═══ Rows ═══
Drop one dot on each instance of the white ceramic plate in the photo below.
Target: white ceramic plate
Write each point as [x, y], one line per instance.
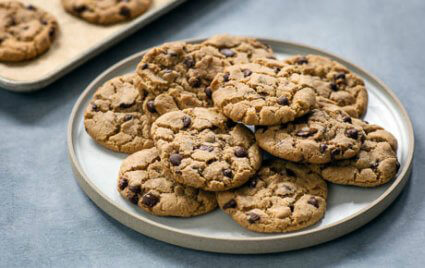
[96, 170]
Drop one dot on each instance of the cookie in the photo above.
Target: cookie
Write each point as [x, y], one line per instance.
[143, 182]
[106, 12]
[26, 31]
[330, 80]
[238, 49]
[376, 163]
[179, 74]
[318, 137]
[203, 149]
[118, 116]
[281, 197]
[257, 94]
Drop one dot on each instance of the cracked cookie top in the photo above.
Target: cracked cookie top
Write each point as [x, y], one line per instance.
[318, 137]
[179, 74]
[118, 117]
[142, 181]
[330, 80]
[201, 148]
[26, 31]
[106, 12]
[375, 164]
[281, 197]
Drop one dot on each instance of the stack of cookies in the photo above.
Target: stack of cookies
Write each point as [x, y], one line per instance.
[198, 119]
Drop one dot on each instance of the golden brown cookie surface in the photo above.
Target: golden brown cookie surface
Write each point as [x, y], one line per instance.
[25, 31]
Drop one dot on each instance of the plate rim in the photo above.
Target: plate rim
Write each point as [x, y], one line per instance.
[111, 208]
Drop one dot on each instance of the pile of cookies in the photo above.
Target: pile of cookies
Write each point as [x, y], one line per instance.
[27, 31]
[198, 119]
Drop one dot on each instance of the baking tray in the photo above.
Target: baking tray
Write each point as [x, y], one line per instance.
[96, 170]
[77, 42]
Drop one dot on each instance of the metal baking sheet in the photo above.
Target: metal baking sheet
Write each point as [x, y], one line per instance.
[96, 170]
[77, 42]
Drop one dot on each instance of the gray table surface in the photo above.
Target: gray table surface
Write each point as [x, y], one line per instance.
[46, 219]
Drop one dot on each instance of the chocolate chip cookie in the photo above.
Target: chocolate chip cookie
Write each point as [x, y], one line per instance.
[201, 148]
[26, 31]
[330, 80]
[318, 137]
[281, 197]
[258, 94]
[179, 74]
[106, 12]
[118, 116]
[375, 164]
[143, 182]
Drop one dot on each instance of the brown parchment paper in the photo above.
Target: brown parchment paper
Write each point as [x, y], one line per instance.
[76, 39]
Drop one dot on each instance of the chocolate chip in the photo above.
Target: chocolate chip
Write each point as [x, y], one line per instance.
[347, 119]
[323, 148]
[241, 152]
[151, 106]
[31, 7]
[260, 128]
[230, 123]
[134, 199]
[95, 108]
[246, 72]
[122, 183]
[176, 159]
[283, 101]
[340, 76]
[253, 217]
[290, 173]
[207, 148]
[52, 32]
[227, 52]
[230, 204]
[189, 62]
[125, 12]
[196, 83]
[128, 117]
[228, 172]
[172, 53]
[208, 92]
[335, 152]
[305, 132]
[186, 121]
[301, 60]
[314, 202]
[352, 133]
[252, 182]
[150, 200]
[226, 77]
[334, 86]
[124, 105]
[79, 9]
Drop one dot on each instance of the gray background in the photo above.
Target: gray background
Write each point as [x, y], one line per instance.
[46, 220]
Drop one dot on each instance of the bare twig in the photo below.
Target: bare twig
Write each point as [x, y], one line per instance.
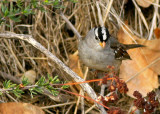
[71, 26]
[29, 39]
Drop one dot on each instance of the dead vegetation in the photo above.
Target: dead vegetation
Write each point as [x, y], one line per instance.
[51, 31]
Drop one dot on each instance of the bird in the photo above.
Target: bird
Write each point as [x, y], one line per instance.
[99, 49]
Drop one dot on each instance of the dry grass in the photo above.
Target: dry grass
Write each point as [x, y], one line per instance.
[49, 29]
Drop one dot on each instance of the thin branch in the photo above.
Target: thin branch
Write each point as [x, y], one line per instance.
[32, 41]
[71, 26]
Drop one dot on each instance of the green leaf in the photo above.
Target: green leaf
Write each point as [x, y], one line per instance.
[6, 84]
[41, 81]
[16, 19]
[55, 92]
[65, 86]
[25, 81]
[1, 93]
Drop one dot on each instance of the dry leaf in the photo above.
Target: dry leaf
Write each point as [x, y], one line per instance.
[145, 81]
[30, 75]
[19, 108]
[157, 33]
[144, 3]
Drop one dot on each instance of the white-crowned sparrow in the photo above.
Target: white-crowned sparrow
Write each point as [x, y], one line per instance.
[99, 49]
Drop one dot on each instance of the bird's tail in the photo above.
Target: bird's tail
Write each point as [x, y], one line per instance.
[131, 46]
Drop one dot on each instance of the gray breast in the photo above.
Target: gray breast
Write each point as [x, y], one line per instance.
[98, 60]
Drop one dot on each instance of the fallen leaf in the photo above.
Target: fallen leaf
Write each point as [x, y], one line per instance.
[19, 108]
[157, 33]
[144, 3]
[147, 80]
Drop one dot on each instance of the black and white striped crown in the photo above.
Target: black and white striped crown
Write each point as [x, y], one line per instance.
[102, 33]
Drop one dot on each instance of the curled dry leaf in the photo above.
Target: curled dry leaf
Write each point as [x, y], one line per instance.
[30, 75]
[144, 3]
[157, 33]
[19, 108]
[141, 58]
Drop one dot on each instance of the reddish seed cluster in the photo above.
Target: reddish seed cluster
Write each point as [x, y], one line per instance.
═══
— What you have to do —
Convert all of the material above into a JSON list of strings, with one string for each line. Leave out blank lines and the pictures.

— Written response —
[
  "Drop one dot on each instance of the white ceramic plate in the photo below.",
  "Target: white ceramic plate",
  "Write each point as [x, y], one line per instance.",
  "[96, 170]",
  "Drop one dot on each instance of the cookie in the photo above.",
  "Target: cookie",
  "Write each point as [x, y], one line per instance.",
  "[143, 182]",
  "[106, 12]",
  "[26, 31]",
  "[330, 80]",
  "[238, 49]",
  "[376, 163]",
  "[179, 74]",
  "[318, 137]",
  "[203, 149]",
  "[118, 116]",
  "[281, 197]",
  "[257, 94]",
  "Drop one dot on each instance of the cracked cookie top in the photo above.",
  "Target: cracked cookie top",
  "Write each point as [x, y], one line per instance.",
  "[318, 137]",
  "[179, 74]",
  "[118, 117]",
  "[142, 181]",
  "[330, 80]",
  "[201, 148]",
  "[26, 31]",
  "[106, 12]",
  "[375, 164]",
  "[281, 197]",
  "Drop one dot on each instance of the stack of cookies in the photo above.",
  "Target: stack of cookies",
  "Write each point as [x, y], one line per instance.",
  "[198, 119]",
  "Drop one dot on each instance of the golden brown cookie surface in the photo above.",
  "Target: golden brown cookie surface",
  "Write each point as [x, y], one line per instance.",
  "[25, 31]",
  "Drop one dot on each instance of the plate rim in the photo above.",
  "Target: plate rim",
  "Write each point as [x, y], one line per instance.",
  "[111, 208]",
  "Drop one dot on each instance of the pile of cookies in the photo above.",
  "Target: pile of cookies",
  "Write each point as [x, y], one line per instance.",
  "[27, 31]",
  "[198, 119]",
  "Drop one dot on each instance of the baking tray in the photo above.",
  "Target: baking tray",
  "Write each point as [x, y], one line per instance.",
  "[96, 170]",
  "[77, 42]",
  "Drop one dot on each instance of the metal baking sheet in the photo above.",
  "Target: metal baking sheet",
  "Write each point as [x, y], one line per instance.",
  "[96, 170]",
  "[77, 42]",
  "Drop one dot on each instance of the gray table surface in the photo above.",
  "Target: gray table surface",
  "Write each point as [x, y], one line per instance.",
  "[46, 219]",
  "Drop one dot on each instance of the chocolate chip cookie in the photo above.",
  "Target: chocolate chip cookie",
  "Write each point as [x, y], one line per instance.",
  "[201, 148]",
  "[26, 31]",
  "[330, 80]",
  "[318, 137]",
  "[281, 197]",
  "[258, 94]",
  "[179, 74]",
  "[106, 12]",
  "[118, 116]",
  "[375, 164]",
  "[143, 182]",
  "Drop one dot on each instance of the brown parchment paper in the photo above.",
  "Target: brown parchment paper",
  "Write each point as [x, y], one line per instance.",
  "[76, 39]",
  "Drop one dot on each instance of the chocolate chip in the photo above.",
  "Target: chocolate chip",
  "Write each point as [x, y], one line per instance.",
  "[347, 119]",
  "[323, 148]",
  "[241, 152]",
  "[151, 106]",
  "[31, 7]",
  "[260, 128]",
  "[230, 123]",
  "[134, 199]",
  "[95, 108]",
  "[246, 72]",
  "[122, 183]",
  "[176, 159]",
  "[283, 101]",
  "[340, 76]",
  "[253, 217]",
  "[290, 173]",
  "[207, 148]",
  "[52, 32]",
  "[227, 52]",
  "[230, 204]",
  "[189, 62]",
  "[125, 12]",
  "[196, 83]",
  "[128, 117]",
  "[228, 172]",
  "[172, 53]",
  "[208, 92]",
  "[335, 152]",
  "[305, 132]",
  "[186, 121]",
  "[301, 60]",
  "[314, 202]",
  "[352, 133]",
  "[252, 182]",
  "[150, 200]",
  "[226, 77]",
  "[334, 86]",
  "[124, 105]",
  "[79, 9]",
  "Drop one dot on each instance of the gray background in the photo above.",
  "Target: gray background",
  "Write each point as [x, y], one line per instance.",
  "[46, 220]",
  "Drop one dot on each instance of the bare twig in the photo below.",
  "Target: bare twig",
  "Write each point as [x, y], one line per instance.",
  "[71, 26]",
  "[29, 39]",
  "Drop one dot on each instance of the dead vegetation in the photo above.",
  "Target: dead vegetation",
  "Write each point as [x, y], one line per instance.",
  "[51, 31]",
  "Drop one dot on each instance of the bird in the photo above.",
  "Target: bird",
  "Write each point as [x, y], one line per instance.",
  "[99, 49]",
  "Drop one dot on each instance of the dry grass in the photo above.",
  "Target: dry grass",
  "Write each point as [x, y], one line per instance.",
  "[49, 29]",
  "Drop one dot on each instance of the thin branch in the photo above.",
  "Target: thin branch",
  "Write each point as [x, y], one line per instance.",
  "[32, 41]",
  "[71, 26]",
  "Drop one dot on each instance of the green leaf in the photo above.",
  "Target: green leaf",
  "Write each point as [x, y], one line per instance.",
  "[6, 84]",
  "[41, 81]",
  "[16, 19]",
  "[55, 92]",
  "[65, 86]",
  "[25, 81]",
  "[1, 93]",
  "Drop one dot on each instance of the dry leaf in the photo above.",
  "Target: dry leaf",
  "Write each point as [x, y], one line per instance.",
  "[145, 81]",
  "[30, 75]",
  "[19, 108]",
  "[157, 33]",
  "[144, 3]",
  "Drop one dot on each instance of the white-crowned sparrow in the photo above.",
  "Target: white-crowned sparrow",
  "Write each point as [x, y], one line per instance.",
  "[99, 49]",
  "Drop one dot on each instance of the bird's tail in the photo above.",
  "Target: bird's tail",
  "Write each point as [x, y], one line per instance.",
  "[131, 46]",
  "Drop one dot on each instance of the gray breast in the photo above.",
  "Target: gray breast",
  "Write each point as [x, y], one line per instance.",
  "[98, 60]",
  "Drop one dot on each instance of the fallen leaf in the photo above.",
  "Target: fallen leaf",
  "Write each point as [x, y], one line per instance.",
  "[19, 108]",
  "[157, 33]",
  "[144, 3]",
  "[147, 80]",
  "Drop one dot on each instance of the black and white striped crown in the photo above.",
  "Target: black and white striped crown",
  "Write each point as [x, y], one line per instance.",
  "[102, 33]",
  "Drop one dot on each instance of the curled dry leaf in the photo above.",
  "Target: curled dry leaf",
  "Write each point as [x, y], one line per instance.",
  "[30, 75]",
  "[144, 3]",
  "[157, 33]",
  "[19, 108]",
  "[141, 58]",
  "Drop one dot on each instance of the reddish seed cluster in the photo above.",
  "Target: reddish seed cluster",
  "Write each point as [x, y], one line per instance."
]